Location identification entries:
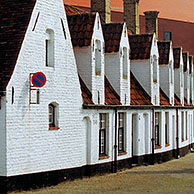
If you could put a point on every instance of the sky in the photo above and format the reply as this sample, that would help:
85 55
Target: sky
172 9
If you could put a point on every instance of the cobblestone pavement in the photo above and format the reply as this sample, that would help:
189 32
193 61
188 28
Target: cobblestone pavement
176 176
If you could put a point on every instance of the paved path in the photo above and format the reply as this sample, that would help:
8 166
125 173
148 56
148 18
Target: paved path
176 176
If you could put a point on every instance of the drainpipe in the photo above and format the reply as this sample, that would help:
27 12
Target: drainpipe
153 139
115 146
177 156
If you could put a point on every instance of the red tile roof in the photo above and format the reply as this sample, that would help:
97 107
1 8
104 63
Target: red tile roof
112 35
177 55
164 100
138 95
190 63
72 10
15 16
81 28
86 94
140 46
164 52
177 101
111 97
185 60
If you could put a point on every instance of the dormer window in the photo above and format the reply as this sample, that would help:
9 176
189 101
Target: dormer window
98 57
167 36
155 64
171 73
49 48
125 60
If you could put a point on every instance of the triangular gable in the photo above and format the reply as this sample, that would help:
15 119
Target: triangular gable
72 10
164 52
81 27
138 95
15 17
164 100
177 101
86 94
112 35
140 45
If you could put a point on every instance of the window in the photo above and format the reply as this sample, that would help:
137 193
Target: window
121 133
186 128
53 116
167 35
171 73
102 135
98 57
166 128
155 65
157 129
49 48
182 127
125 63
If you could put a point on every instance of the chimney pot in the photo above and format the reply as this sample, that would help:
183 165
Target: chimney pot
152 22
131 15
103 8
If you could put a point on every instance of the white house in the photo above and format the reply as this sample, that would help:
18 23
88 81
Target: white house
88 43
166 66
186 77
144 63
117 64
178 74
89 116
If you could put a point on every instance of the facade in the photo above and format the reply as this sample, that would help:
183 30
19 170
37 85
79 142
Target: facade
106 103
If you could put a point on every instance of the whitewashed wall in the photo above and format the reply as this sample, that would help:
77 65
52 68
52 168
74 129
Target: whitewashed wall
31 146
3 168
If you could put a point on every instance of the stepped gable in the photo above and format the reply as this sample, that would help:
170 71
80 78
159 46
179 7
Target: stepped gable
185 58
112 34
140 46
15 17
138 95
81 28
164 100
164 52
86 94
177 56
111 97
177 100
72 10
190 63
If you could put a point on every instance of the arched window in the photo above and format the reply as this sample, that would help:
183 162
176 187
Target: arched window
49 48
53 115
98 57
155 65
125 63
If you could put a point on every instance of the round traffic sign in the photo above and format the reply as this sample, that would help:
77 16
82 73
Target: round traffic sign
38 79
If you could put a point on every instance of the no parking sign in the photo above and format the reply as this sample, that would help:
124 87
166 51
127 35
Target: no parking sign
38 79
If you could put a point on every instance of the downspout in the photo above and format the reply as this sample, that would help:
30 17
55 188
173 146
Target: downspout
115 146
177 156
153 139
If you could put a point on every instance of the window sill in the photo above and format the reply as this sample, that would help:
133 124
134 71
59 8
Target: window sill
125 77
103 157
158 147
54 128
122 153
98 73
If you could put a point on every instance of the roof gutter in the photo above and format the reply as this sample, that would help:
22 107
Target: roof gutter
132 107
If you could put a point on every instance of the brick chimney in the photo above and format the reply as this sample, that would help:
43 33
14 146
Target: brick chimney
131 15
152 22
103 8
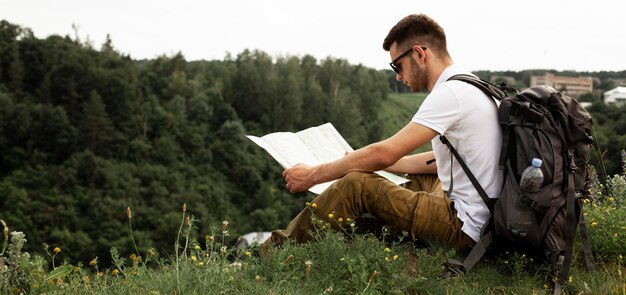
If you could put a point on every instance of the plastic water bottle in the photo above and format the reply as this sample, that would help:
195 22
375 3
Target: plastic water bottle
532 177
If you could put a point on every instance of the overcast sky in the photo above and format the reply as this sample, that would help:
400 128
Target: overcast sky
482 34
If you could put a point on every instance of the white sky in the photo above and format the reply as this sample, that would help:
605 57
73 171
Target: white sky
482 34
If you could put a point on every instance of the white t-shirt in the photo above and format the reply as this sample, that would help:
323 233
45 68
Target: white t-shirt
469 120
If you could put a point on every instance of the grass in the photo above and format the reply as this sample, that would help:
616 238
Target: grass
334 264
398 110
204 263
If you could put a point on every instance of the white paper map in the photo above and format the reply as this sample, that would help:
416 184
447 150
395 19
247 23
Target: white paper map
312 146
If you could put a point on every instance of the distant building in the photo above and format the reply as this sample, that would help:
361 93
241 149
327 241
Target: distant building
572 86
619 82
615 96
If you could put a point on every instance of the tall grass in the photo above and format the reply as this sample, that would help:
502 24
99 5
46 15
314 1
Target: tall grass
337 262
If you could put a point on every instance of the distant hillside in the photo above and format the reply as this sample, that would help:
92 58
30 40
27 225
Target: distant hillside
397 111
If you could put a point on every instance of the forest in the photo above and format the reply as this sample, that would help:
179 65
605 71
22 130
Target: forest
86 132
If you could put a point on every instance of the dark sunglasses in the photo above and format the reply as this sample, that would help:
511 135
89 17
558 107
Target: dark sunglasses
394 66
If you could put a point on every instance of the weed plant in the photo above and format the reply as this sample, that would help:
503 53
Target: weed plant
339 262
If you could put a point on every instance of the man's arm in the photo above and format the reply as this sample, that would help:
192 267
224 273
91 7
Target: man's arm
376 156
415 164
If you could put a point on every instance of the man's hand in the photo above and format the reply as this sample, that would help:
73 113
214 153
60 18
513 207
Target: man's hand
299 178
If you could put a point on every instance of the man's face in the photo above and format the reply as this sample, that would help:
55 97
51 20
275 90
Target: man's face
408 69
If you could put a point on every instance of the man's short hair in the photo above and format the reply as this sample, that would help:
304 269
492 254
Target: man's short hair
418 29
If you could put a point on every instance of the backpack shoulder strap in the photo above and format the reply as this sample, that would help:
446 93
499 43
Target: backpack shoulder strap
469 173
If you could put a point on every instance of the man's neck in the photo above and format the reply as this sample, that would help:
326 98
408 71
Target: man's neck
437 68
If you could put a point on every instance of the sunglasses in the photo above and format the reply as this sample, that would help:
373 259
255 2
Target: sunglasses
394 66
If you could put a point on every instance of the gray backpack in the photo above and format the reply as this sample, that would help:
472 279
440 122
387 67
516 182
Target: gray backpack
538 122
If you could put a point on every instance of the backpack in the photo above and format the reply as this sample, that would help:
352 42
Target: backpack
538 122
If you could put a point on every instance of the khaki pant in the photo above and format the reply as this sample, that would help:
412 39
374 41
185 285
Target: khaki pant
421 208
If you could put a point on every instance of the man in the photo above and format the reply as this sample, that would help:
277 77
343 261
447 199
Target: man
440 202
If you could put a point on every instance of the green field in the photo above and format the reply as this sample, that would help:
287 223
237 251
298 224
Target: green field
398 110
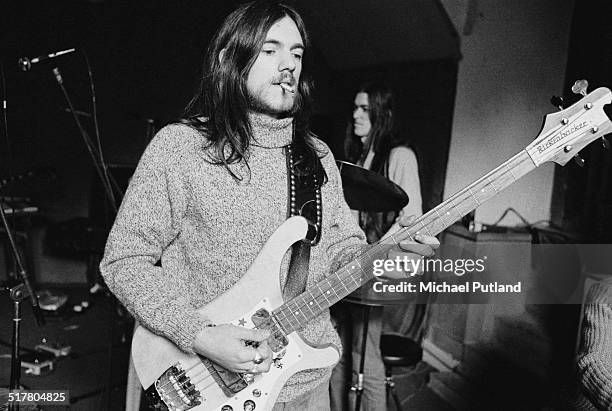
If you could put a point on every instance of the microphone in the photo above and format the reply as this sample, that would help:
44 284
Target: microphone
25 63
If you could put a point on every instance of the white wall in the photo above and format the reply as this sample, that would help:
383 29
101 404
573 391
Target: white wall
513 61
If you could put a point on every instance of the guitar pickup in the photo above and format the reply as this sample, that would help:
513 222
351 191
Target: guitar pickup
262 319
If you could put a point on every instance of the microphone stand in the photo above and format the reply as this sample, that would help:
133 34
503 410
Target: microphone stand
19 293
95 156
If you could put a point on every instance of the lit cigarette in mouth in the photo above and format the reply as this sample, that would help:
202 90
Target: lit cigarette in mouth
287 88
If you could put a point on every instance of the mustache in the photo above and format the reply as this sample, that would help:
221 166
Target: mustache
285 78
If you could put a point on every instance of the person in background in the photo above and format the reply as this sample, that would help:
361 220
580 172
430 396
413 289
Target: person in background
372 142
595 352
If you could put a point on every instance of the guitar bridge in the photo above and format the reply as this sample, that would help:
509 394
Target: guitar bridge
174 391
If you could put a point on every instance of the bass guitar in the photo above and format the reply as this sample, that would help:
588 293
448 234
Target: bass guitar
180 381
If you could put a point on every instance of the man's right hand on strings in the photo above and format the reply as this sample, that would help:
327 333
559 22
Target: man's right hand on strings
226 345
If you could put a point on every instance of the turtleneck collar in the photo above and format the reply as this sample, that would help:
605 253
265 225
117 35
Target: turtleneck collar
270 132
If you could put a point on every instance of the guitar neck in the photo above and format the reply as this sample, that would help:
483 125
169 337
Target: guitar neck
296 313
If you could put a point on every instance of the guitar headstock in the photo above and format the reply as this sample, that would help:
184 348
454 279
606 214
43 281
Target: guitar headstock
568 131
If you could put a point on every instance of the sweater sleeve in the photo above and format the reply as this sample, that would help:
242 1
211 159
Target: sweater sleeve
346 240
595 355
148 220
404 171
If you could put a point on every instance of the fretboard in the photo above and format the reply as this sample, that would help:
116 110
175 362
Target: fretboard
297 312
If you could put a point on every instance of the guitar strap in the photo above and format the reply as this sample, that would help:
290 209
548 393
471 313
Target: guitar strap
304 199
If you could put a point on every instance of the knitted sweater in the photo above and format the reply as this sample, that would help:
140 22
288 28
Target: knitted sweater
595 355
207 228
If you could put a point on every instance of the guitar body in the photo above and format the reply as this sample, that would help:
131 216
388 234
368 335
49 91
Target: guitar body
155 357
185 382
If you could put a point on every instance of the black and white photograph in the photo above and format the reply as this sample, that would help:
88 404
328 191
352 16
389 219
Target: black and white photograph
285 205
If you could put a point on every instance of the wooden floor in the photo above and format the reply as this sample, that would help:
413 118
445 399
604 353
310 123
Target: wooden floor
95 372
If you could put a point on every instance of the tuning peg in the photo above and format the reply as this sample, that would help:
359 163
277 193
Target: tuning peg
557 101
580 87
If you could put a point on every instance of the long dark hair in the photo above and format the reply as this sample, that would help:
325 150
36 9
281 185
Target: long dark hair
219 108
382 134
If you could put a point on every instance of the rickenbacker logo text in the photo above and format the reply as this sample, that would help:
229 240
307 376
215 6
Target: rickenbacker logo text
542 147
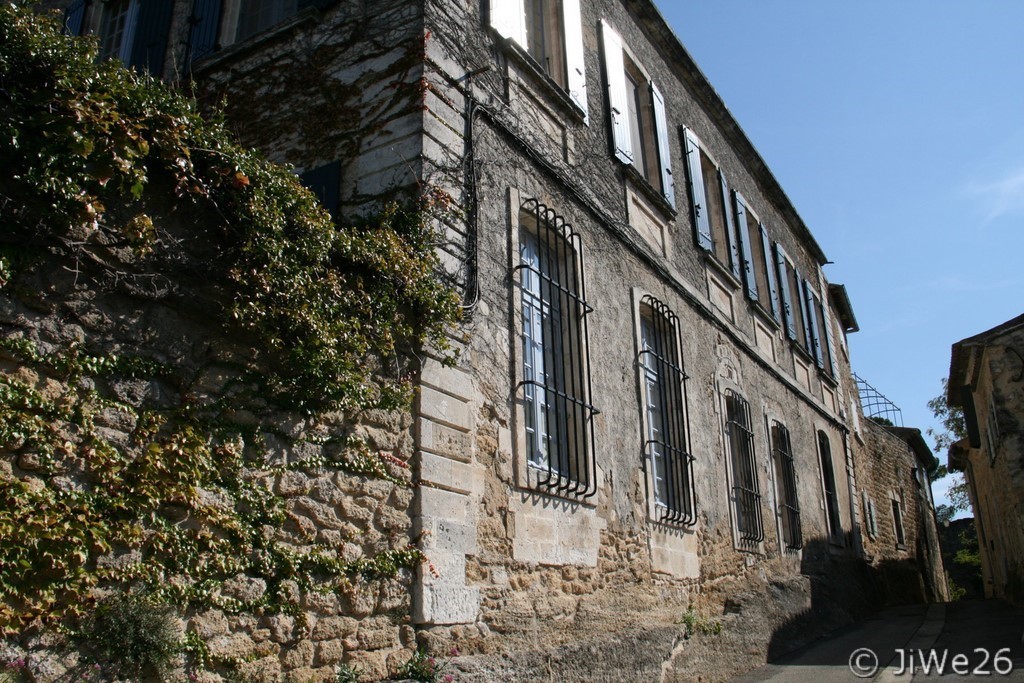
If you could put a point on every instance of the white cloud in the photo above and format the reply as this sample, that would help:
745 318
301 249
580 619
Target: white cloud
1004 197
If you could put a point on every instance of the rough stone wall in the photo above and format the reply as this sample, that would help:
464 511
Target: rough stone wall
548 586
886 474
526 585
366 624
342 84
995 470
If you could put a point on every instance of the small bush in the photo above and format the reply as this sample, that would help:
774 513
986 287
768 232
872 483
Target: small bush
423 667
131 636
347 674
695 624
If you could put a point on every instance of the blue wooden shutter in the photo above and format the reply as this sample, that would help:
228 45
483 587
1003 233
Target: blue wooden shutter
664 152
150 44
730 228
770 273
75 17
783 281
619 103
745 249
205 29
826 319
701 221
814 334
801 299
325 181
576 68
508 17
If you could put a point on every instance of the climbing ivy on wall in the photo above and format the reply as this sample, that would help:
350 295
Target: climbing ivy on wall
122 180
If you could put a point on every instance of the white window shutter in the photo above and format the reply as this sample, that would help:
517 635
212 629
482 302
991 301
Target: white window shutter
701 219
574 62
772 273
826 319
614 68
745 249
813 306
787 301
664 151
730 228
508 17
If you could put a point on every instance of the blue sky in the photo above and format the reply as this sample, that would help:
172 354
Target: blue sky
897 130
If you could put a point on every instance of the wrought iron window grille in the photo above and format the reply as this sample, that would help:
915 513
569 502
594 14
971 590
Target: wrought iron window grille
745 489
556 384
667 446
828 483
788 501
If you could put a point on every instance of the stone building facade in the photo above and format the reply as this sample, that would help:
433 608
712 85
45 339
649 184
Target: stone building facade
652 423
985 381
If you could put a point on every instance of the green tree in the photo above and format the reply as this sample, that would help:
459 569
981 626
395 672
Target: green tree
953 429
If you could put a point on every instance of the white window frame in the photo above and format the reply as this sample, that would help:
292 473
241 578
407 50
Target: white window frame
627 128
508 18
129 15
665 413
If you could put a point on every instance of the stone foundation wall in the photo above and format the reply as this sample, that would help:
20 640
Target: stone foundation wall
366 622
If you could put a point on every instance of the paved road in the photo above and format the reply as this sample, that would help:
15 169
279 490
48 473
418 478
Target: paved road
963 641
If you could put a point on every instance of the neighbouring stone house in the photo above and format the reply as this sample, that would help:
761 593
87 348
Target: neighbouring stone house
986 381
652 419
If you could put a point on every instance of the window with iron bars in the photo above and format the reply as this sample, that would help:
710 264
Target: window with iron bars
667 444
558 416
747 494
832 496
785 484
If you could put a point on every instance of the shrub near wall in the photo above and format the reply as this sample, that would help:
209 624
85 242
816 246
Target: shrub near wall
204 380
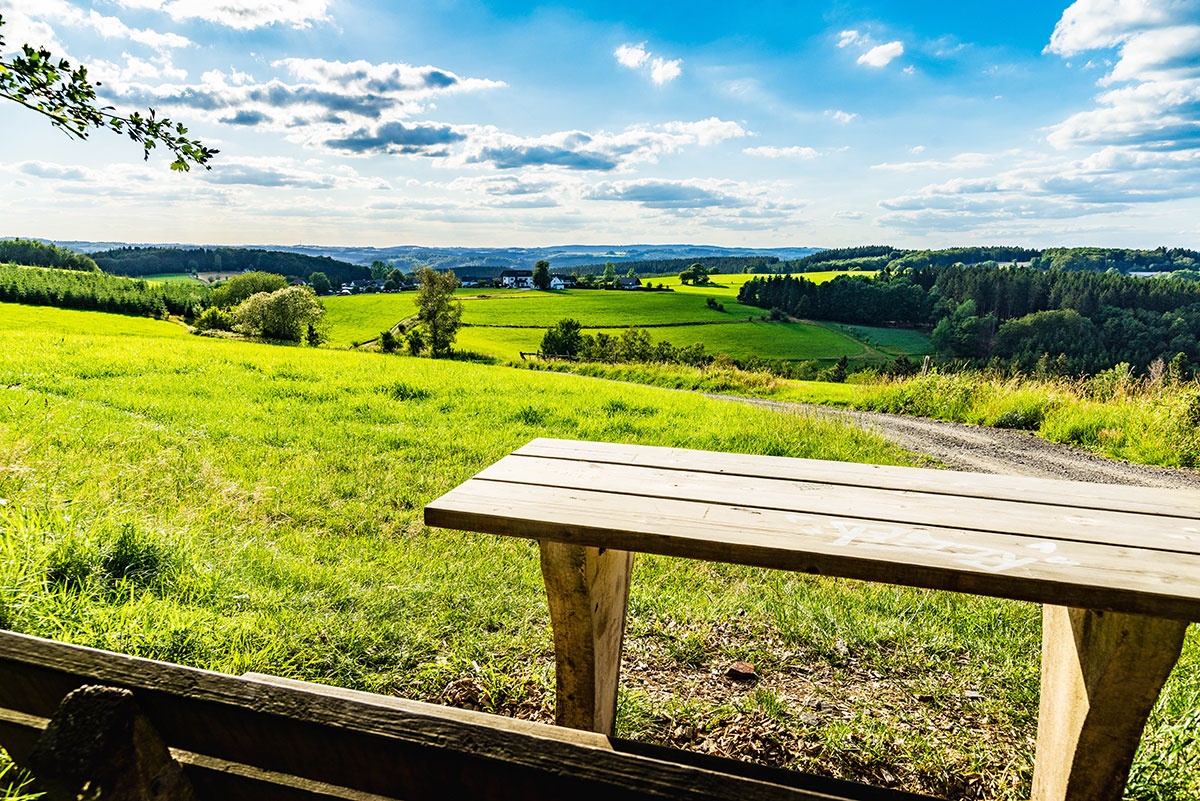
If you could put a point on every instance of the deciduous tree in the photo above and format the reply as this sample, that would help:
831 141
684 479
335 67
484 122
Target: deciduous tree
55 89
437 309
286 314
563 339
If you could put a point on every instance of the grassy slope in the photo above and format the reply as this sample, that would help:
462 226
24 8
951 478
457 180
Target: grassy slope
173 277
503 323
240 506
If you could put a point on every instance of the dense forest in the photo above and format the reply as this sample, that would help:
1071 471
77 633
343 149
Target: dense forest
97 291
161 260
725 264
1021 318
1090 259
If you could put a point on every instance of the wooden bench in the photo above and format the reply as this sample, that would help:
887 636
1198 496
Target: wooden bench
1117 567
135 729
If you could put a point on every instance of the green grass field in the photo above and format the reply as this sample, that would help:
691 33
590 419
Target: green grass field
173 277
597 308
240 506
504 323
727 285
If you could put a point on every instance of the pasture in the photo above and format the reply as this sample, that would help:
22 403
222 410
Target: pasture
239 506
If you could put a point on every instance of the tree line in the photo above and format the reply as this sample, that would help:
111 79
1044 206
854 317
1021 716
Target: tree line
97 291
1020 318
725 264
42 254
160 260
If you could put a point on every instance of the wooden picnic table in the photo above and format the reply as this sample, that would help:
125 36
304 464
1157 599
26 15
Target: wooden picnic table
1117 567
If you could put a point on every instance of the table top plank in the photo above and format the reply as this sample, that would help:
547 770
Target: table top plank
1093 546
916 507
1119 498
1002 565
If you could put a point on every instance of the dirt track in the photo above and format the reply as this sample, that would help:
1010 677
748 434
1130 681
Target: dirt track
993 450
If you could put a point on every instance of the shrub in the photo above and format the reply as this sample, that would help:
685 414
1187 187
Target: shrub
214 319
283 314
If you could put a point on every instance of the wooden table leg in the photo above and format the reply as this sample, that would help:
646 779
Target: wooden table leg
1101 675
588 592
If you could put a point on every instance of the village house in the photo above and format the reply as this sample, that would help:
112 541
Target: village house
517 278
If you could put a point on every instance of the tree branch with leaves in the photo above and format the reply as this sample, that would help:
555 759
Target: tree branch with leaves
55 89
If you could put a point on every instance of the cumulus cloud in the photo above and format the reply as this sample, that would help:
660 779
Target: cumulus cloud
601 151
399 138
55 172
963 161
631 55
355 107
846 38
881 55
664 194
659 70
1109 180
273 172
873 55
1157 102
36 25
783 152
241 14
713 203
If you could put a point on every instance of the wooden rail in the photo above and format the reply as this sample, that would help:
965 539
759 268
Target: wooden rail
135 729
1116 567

Problem statement: Find "of the village" in the data above, then repeat that line and all lines after it exactly, ending with the final line.

Full response:
If you could put a point on every instance of the village house in the photo above and format the reply as this sample, that would help:
112 541
Target: village house
517 278
If you could put a point on every instance of the tree branch with leaves in the photo above and format the reply as this sample, that would help:
555 759
Target: tree branch with leaves
55 89
If you could put a point on every instance of the cumulus cloud in the photo above and format the reply as this sample, that would help:
660 779
Target: cumulus cloud
601 151
399 138
55 172
963 161
631 55
355 107
846 38
881 55
664 194
659 70
1109 180
273 172
873 55
1157 102
36 25
783 152
241 14
713 203
If you could put a point on every instance of the wooden rail in the photo above and format the reply as this sample, that would help:
965 539
759 268
Target: wooden rail
135 729
1116 567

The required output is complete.